**Problem details:**
In the entries below, the word "green" appears on some lines. Copy each of those lines.

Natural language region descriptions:
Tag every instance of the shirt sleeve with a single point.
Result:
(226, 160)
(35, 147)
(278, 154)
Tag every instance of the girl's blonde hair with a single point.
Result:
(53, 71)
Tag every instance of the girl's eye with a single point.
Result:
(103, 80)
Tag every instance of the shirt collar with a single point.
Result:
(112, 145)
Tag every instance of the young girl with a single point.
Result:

==

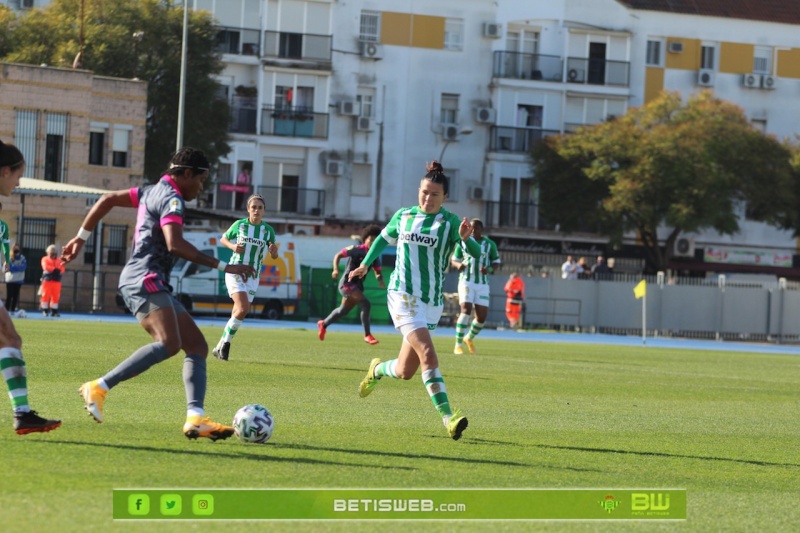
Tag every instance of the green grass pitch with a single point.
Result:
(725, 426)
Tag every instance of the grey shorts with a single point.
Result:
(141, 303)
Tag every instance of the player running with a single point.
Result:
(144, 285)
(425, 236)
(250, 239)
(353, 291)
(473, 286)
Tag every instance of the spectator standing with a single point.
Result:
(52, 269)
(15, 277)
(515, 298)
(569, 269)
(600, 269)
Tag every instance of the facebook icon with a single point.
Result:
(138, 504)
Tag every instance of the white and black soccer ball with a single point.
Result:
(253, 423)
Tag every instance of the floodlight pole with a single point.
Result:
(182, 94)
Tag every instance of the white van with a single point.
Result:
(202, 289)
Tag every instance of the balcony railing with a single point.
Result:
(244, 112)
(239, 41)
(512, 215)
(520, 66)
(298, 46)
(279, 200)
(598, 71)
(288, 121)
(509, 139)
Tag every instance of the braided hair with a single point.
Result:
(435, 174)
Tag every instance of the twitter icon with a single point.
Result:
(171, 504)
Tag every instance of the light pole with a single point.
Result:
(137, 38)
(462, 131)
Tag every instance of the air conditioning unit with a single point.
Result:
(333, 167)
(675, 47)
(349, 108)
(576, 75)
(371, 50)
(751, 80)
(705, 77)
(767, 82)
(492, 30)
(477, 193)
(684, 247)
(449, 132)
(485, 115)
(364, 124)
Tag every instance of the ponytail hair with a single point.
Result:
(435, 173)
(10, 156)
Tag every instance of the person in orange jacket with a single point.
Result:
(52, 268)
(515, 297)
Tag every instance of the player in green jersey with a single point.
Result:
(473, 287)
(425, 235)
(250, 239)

**Your solution:**
Tag every instance of the green grass pitch with a single point.
Tag every instance of the player in green jersey with a single point.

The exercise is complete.